Set down the lines below exactly, starting with the line containing "Please detect the black rim" and ending with the line containing "[769,125,815,149]", including both.

MATERIAL SUPPLIED start

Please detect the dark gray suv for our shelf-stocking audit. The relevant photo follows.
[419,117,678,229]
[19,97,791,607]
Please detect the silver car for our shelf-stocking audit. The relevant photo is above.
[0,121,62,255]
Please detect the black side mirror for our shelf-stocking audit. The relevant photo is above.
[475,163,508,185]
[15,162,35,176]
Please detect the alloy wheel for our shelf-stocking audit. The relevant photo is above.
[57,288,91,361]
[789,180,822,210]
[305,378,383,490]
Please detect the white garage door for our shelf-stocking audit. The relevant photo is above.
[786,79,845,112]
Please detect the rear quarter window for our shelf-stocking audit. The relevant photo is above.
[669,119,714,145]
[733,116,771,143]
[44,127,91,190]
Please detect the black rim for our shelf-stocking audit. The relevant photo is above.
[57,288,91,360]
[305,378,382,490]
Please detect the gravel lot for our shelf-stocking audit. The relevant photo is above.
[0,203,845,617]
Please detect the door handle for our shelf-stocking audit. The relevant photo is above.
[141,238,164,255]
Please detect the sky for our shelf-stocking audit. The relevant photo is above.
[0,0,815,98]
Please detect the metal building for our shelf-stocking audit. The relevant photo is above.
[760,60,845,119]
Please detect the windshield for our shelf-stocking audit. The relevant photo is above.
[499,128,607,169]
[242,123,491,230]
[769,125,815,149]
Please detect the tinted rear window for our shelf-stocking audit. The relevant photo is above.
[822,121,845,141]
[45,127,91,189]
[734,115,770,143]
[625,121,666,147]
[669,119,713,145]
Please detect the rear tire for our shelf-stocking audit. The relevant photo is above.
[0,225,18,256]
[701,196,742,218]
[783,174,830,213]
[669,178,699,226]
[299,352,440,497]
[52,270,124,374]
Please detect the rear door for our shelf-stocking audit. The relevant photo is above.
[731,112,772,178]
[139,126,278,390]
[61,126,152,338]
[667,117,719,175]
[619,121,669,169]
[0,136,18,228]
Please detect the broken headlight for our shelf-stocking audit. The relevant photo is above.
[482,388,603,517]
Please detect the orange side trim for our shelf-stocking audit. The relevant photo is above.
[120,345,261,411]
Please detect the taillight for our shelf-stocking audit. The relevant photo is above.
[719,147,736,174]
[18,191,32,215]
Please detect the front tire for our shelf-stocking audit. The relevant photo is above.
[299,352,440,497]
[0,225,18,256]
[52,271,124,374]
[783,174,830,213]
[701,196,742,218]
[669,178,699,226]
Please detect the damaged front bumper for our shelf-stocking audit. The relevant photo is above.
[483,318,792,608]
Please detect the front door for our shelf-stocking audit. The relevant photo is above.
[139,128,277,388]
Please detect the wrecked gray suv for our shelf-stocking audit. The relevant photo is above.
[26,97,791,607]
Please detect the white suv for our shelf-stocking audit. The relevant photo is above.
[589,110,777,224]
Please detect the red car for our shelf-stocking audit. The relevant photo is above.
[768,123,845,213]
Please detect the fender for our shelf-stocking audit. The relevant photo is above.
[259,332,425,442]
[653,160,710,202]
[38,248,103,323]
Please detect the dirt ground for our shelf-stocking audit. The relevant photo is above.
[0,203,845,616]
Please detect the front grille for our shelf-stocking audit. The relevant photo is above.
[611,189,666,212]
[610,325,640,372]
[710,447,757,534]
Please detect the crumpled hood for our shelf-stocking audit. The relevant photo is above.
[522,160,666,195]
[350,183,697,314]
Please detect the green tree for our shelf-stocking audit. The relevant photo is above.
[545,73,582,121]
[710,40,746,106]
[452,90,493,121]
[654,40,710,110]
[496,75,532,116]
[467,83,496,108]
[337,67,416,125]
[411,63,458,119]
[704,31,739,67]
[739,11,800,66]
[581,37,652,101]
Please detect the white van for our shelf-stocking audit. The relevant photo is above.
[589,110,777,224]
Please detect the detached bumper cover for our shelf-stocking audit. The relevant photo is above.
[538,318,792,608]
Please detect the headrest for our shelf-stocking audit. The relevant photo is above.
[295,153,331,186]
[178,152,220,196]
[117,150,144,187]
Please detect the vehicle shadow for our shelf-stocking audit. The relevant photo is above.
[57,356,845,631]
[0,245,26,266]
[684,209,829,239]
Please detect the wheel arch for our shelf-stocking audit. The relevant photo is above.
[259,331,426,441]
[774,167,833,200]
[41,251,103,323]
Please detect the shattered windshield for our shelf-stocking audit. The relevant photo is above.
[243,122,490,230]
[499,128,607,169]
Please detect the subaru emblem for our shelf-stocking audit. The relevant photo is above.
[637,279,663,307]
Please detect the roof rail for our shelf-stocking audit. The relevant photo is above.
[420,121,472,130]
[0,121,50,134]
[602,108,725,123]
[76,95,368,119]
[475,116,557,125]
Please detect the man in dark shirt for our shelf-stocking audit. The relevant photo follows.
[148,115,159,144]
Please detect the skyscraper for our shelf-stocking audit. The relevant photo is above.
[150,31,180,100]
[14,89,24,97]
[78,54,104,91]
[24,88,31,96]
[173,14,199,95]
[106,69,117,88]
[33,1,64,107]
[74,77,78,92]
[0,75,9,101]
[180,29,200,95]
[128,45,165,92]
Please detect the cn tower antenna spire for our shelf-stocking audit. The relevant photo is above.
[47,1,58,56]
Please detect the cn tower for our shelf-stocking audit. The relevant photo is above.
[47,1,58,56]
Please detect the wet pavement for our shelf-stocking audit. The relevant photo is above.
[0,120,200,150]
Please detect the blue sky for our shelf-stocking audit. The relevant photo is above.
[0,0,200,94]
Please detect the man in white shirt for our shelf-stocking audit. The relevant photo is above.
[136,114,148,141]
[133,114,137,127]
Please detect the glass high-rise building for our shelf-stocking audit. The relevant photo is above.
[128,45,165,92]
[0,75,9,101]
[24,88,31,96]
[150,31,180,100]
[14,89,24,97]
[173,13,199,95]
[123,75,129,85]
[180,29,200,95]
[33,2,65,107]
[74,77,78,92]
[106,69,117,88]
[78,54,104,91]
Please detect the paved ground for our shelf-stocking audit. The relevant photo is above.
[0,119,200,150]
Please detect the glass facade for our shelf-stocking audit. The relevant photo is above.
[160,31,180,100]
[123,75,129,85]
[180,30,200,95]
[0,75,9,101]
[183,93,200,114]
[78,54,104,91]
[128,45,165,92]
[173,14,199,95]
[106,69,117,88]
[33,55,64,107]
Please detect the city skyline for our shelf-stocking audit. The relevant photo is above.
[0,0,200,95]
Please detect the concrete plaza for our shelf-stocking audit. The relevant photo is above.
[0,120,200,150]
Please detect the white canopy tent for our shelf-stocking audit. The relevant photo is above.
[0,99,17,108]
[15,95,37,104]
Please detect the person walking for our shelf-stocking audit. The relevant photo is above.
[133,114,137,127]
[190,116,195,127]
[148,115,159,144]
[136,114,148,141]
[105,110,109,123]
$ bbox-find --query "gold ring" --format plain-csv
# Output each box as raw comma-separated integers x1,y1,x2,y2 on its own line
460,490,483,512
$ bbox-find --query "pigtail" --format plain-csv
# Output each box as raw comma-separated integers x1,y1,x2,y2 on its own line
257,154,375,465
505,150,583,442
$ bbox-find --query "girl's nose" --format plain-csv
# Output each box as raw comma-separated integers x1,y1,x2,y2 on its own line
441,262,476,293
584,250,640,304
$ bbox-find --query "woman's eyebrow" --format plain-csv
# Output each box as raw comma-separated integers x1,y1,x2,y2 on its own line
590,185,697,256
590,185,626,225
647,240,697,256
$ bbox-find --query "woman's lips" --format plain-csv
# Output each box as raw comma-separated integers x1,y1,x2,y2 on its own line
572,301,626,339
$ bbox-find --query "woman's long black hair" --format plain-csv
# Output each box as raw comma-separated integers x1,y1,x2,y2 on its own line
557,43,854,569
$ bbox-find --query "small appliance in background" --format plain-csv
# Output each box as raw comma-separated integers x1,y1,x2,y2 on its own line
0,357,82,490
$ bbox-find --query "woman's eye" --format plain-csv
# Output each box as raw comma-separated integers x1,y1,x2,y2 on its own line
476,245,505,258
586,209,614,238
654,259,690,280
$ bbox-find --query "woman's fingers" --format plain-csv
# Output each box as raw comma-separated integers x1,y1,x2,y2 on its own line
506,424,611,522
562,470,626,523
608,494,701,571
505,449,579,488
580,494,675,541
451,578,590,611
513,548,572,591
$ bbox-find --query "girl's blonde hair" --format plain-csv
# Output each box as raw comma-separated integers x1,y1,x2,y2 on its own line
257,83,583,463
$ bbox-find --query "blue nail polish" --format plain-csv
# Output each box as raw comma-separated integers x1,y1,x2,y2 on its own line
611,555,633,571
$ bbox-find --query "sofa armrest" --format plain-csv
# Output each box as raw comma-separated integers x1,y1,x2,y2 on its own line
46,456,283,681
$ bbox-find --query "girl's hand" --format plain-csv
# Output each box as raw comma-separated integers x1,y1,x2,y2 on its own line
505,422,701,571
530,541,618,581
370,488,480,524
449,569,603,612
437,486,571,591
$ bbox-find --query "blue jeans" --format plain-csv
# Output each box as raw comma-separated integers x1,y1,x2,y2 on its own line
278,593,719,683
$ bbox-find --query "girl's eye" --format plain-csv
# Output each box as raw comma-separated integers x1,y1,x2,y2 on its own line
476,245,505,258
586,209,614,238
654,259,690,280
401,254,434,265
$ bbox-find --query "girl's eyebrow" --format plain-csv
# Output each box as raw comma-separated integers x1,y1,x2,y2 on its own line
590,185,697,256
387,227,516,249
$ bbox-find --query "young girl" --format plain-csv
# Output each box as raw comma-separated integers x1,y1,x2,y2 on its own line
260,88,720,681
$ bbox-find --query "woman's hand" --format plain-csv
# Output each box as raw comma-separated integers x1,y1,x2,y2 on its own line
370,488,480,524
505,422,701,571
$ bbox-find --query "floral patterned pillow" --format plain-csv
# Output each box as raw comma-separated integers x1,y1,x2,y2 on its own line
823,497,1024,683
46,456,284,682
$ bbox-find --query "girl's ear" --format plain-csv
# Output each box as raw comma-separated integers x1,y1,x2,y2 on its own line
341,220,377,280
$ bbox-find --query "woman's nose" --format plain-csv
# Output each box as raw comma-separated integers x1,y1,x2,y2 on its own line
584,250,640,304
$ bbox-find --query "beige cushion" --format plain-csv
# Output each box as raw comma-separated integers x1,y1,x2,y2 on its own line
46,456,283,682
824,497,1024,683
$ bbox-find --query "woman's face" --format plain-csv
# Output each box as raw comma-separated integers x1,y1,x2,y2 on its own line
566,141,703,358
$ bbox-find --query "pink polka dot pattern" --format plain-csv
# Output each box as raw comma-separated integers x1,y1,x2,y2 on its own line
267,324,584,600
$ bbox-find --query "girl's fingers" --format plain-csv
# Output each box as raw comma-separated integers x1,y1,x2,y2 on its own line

MATERIAL SUPPLIED end

PROBLEM SOLUTION:
Please detect the black rim for our shelf-stocking audit. The relevant photo is above.
[57,288,91,360]
[305,378,382,490]
Please detect the gravel lot for our shelf-stocking audit. The relevant photo is above.
[0,203,845,617]
Please detect the door handle for our shelf-stocking audit. The relevant photo is above.
[141,238,164,255]
Please detect the sky for our shelf-stocking audit. The relevant photo is above.
[0,0,815,98]
Please detect the metal building for our shelf-stocking audit. The relevant photo is above.
[760,60,845,119]
Please detect the windshield for our shelf-stocking audit. The relevant photo is above.
[499,128,607,169]
[242,123,491,230]
[769,125,815,149]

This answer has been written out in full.